The Centers for Medicare & Medicare Services (CMS) say it will give insurers preliminary Patient Protection and Affordable Care Act (PPACA) risk-adjustment program results for 2015 in March.

CMS was not able to get insurers any information about their 2014 risk adjustment program results until June 30, 2015 — months after they had filed their individual health insurance rates for 2016. But "the interim summary report will provide preliminary information for only those states and markets where the risk-adjustment data that has been submitted by Feb. 1, 2016, meets CMS' data sufficiency thresholds," CMS officials say in an answer to a question about when the adjustment data will be available.

If insurers get complete, clean data to CMS in time, CMS will give issuers estimates of a market's average monthly premiums, average plan enrollee health risk score, billable member months, and other data, officials say.

PPACA now bans use of personal health information other than location when insurers are selling individual and small-group health coverage, and it bans use of information other than location, age and tobacco use when insurers are pricing coverage. The risk-adjustment program is supposed to protect insurers against the risks involved with lack of medical underwriting by using cash from insurers with enrollees with low health risk scores to help insurers that end up with enrollees with high risk scores.

The risk adjustment program is also supposed to give insurers an incentive to attract consumers with chronic health problems and improve their health, by letting them keep the extra risk-adjustment money when enrollees who have diabetes or other costly conditions use less care than expected.

An issuer with unusually high-risk enrollees can collect the full amount of risk adjustment money it's owed only if the issuers with lower-risk enrollees pay their full risk-adjustment program bills. 

A representative from a New York state unit of UnitedHealth Group Inc. (NYSE:UNH) noted during a recent hearing that insurer insolvencies may affect the ability of a market's risk-adjustment pool to meet program obligations.

* [Things to do]
1. From the passage on PPACA risk adjustment, quote the stretch from "PPACA now bans" through "care than expected.".
2. According to the passage on PPACA risk adjustment, on what date did CMS first give insurers any information about their 2014 risk adjustment program results?

* [Provided material]
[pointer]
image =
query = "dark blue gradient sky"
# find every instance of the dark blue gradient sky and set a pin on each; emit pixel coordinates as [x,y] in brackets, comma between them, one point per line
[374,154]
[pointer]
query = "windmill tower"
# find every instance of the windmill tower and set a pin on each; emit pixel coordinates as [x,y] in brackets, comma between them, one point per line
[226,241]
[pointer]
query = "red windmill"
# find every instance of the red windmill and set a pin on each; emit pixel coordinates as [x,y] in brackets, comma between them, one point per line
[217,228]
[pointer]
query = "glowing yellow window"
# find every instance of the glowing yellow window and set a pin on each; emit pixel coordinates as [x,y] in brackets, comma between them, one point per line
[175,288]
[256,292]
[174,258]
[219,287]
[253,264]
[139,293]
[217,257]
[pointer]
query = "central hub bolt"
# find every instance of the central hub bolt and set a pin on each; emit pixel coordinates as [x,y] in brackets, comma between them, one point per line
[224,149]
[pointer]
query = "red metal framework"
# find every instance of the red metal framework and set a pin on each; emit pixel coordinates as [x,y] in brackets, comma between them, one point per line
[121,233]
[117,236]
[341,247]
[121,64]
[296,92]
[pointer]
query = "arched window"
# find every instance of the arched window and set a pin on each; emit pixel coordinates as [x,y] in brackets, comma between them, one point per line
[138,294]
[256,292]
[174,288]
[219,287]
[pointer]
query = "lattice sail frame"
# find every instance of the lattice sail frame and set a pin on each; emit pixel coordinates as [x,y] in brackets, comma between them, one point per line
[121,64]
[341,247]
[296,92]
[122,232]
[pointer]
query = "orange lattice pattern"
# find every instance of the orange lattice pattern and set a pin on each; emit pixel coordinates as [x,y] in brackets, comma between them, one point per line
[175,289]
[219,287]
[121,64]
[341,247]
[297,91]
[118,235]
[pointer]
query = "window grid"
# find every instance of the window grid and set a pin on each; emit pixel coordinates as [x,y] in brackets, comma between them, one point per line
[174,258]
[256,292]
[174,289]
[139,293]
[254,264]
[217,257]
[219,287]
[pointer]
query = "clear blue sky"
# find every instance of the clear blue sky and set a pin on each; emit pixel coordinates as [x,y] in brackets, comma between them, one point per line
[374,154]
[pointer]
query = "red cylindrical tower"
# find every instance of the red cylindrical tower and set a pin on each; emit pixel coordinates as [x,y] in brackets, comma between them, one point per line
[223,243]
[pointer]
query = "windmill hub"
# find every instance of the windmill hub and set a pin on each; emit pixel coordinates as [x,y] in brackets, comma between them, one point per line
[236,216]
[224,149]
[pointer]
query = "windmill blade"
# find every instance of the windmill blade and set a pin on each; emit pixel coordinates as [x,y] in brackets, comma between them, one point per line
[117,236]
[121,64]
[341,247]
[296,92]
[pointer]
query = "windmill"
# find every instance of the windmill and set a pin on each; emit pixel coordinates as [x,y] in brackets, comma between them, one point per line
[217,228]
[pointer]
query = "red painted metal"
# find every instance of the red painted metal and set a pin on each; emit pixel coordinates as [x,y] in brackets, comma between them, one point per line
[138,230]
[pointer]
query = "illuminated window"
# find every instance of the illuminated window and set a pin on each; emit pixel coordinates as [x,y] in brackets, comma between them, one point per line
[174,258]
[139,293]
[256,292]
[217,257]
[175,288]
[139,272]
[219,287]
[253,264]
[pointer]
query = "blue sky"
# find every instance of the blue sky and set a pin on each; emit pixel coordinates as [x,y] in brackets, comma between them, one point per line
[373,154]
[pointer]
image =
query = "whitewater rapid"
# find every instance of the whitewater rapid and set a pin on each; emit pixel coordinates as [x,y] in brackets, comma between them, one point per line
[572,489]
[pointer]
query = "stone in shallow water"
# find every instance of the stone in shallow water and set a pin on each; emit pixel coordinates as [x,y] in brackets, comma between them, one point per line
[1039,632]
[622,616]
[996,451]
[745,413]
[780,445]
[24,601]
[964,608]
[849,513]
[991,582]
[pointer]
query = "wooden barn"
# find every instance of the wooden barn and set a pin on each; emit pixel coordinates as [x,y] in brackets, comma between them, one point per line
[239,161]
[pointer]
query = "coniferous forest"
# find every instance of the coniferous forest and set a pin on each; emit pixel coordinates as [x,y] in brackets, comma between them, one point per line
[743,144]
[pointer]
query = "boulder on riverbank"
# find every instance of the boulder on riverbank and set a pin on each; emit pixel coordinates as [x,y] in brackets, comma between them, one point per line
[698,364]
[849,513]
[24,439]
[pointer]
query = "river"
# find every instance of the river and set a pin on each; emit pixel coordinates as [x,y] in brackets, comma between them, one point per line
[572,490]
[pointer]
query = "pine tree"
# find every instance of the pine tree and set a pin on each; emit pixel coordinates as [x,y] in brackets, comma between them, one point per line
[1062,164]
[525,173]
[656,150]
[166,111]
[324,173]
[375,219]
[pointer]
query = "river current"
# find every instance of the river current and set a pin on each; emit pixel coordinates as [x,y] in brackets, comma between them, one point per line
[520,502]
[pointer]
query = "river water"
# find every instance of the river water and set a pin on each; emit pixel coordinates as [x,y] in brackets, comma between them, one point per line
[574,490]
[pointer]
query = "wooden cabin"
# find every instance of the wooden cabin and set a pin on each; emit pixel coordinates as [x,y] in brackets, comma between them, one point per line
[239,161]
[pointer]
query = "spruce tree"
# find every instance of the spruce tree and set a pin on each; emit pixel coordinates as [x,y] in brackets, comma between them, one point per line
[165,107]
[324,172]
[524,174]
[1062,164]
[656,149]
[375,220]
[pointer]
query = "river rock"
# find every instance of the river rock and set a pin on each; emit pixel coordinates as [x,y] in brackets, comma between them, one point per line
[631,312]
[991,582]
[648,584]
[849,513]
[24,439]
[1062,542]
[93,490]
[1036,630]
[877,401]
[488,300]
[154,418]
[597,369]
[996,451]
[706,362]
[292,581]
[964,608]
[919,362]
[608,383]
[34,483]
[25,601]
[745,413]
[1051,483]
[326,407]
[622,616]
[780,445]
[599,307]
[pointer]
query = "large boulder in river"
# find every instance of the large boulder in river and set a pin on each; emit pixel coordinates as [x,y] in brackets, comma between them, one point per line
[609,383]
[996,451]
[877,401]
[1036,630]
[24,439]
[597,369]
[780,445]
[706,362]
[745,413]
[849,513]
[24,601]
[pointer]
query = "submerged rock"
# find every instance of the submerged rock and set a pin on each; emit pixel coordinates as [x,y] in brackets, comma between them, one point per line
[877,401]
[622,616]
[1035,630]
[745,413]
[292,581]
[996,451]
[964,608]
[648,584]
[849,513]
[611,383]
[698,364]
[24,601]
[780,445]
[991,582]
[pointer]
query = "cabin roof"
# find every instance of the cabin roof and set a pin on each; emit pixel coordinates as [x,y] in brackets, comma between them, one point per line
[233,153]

* [Results]
1.
PPACA now bans use of personal health information other than location when insurers are selling individual and small-group health coverage, and it bans use of information other than location, age and tobacco use when insurers are pricing coverage. The risk-adjustment program is supposed to protect insurers against the risks involved with lack of medical underwriting by using cash from insurers with enrollees with low health risk scores to help insurers that end up with enrollees with high risk scores.

The risk adjustment program is also supposed to give insurers an incentive to attract consumers with chronic health problems and improve their health, by letting them keep the extra risk-adjustment money when enrollees who have diabetes or other costly conditions use less care than expected.

2. June 30, 2015